** What you are asked to do **
Copy every line below word for word, leaving out the pictures.

** The records **
* start *

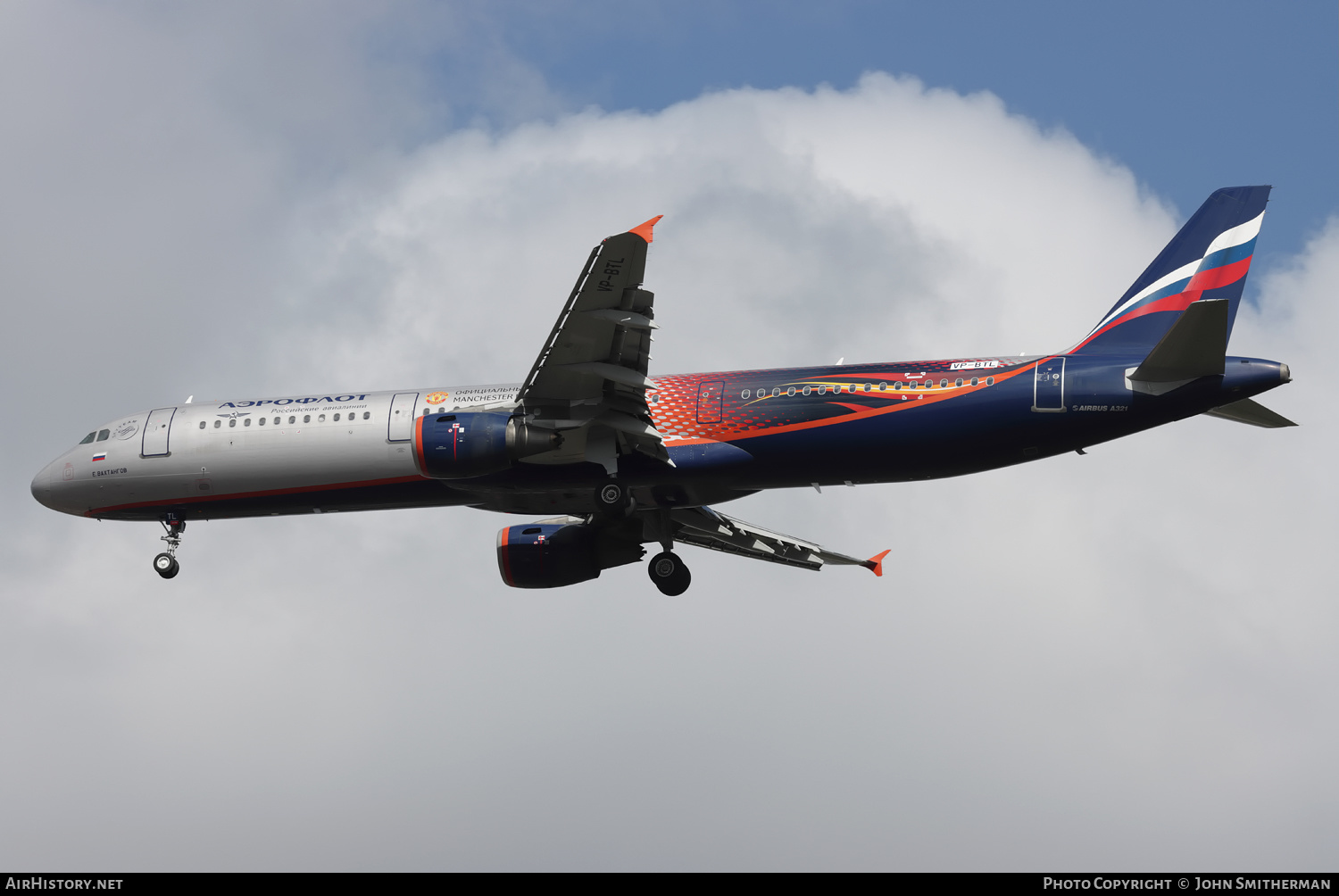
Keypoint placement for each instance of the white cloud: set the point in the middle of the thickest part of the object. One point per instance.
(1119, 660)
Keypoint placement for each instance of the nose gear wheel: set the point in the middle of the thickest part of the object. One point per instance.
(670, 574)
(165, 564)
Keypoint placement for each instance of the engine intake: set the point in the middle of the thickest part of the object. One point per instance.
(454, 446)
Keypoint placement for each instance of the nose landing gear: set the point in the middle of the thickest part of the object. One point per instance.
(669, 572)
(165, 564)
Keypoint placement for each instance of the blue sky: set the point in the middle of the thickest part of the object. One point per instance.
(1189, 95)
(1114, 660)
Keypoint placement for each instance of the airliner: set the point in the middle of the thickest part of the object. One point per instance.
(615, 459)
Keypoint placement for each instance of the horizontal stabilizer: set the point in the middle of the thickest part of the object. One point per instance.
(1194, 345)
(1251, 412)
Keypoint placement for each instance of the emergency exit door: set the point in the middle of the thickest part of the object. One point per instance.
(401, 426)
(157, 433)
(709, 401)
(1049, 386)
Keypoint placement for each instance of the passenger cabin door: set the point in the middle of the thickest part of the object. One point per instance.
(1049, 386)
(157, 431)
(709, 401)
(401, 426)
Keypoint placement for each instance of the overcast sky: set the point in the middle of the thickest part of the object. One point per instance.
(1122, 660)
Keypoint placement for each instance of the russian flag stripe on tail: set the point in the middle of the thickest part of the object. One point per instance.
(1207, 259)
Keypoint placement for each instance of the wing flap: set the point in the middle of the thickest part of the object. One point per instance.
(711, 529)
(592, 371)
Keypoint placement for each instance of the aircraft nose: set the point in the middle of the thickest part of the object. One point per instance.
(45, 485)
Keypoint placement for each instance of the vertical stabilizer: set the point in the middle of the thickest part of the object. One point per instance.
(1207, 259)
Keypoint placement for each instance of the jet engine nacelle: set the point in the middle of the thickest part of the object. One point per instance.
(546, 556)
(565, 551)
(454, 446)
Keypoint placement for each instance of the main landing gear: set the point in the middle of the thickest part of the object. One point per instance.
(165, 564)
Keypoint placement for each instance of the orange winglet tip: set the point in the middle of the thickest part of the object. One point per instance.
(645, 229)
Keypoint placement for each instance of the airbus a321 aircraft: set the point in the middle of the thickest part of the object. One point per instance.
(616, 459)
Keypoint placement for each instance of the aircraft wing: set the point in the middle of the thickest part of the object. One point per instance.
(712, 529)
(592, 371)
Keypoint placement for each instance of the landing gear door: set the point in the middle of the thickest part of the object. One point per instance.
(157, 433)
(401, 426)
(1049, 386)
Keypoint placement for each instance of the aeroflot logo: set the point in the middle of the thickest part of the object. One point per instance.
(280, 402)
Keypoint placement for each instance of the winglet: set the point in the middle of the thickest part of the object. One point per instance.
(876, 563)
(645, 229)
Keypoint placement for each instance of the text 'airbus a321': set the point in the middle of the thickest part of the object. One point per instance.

* end *

** Answer to this exercise **
Keypoint placement for each instance of the white cloud: set the point in the middle of the thickest part of the object. One point per instance.
(1119, 660)
Keypoint placement for each instance of the nose gear wheel: set the point in the middle of the thickest part of the object. One point per instance.
(670, 574)
(165, 564)
Keypoint placement for each instance of the engine intake: set the point in the middle of the thickest part of the object. One point per instance.
(454, 446)
Keypoint placement for each instance of the nose landing gear: set the point in the middle of the thickest part of the object. One point per instance.
(669, 572)
(165, 564)
Keypoint placement for each instance of the blue sky: set the point in the middle of the thickest part of the object. One point per instance.
(1189, 95)
(1114, 660)
Keypoint placement for each instance of the airliner: set the point in the middle of the thickest part of the object. One point per instance.
(615, 459)
Keypoint placement for each instance of the horizontal stabilizer: set the point in the middle of the thickest part of the object. One point per instance.
(1194, 345)
(1251, 412)
Keypoint placement for each instance of the emergency exit door: set the point in the middle of the thickest part of the object. One point per instance.
(401, 426)
(157, 433)
(709, 401)
(1049, 386)
Keypoint placement for each instance of the passenger cabin door: set the point in the middle of the thickest part of the object. One point per instance.
(1049, 386)
(157, 431)
(709, 401)
(401, 426)
Keypoint placement for each instance of the overcast sky: set the point in the middle of the thickest part of the object. One point per instance.
(1122, 660)
Keypoint placement for each instance of the russian flag stripe on tail: set the point in the middle of the thickest part of the object. One point per instance.
(1207, 259)
Keypoint placement for each instance of the wing flap: set the point in the middle of the thickest part of the object. One point per instance.
(711, 529)
(592, 371)
Keypoint placement for each instance of the aircraft nose: set the point in the middle of the thickest part of the object. One point per instance.
(45, 485)
Keypoint placement for each instance of the vertical stabilizer: set the point in the middle of the thickest part of the object. One point per instance.
(1207, 259)
Keypoint placement for each instance of the jet engine nacelle: set the point in the middle of the thickest part of the object. One point per instance.
(546, 556)
(565, 551)
(454, 446)
Keypoint placement for each instance of the main landing gear: set the point in the middle of the thickest part of the object. One point per instance.
(165, 564)
Keypoint placement for each instance of the orange winglet tip: set the point in the middle of the thickest part of the object. One point per instance.
(645, 229)
Keypoint placement for each instance of the airbus a321 aircraft: set the point in the middle of the thickest part of the object. One point per instance.
(616, 459)
Keypoint placement for each instance of the aircraft wing: set the point in the middle of the thickest part of the object. One point per instance.
(712, 529)
(592, 371)
Keypoint placement for each instance of the landing gear door: set the point in the middle of the thickest part of the object. One point per instance.
(157, 433)
(401, 426)
(1049, 386)
Keypoint placement for each instance of the aeroflot logo: set the point in the middle of the thickest part of the object. One point per instance.
(280, 402)
Keypoint placement for each instance of the winglet: set the point in the middle of the thickest part of the object. One point per instance.
(876, 563)
(645, 229)
Keypoint placement for each instance of the text 'airbus a321': set the point in the middle of the thickest part of the object. One point per instance.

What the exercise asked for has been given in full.